**Consigne à suivre**
Recopiez à l'identique toutes les lignes des enregistrements ci-dessous, en omettant les images.
####################
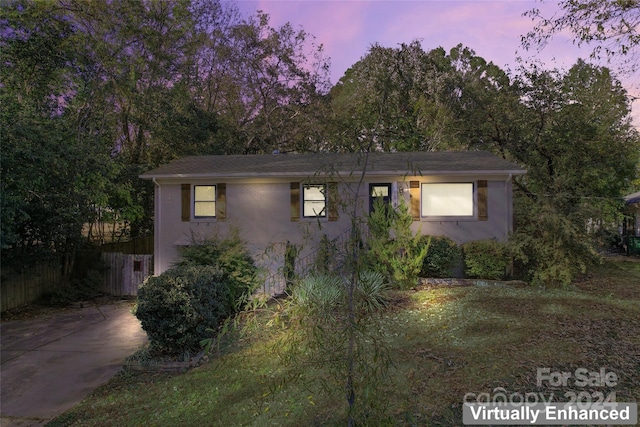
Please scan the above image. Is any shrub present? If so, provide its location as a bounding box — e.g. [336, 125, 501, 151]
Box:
[176, 232, 259, 310]
[462, 239, 510, 279]
[420, 236, 462, 277]
[366, 199, 427, 289]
####################
**Réponse de l'exercice**
Please scan the above image. Is any shrub present? If so, provide its location as a bounding box — e.g. [336, 125, 501, 151]
Box:
[176, 232, 259, 310]
[462, 239, 510, 279]
[420, 236, 462, 277]
[366, 199, 427, 289]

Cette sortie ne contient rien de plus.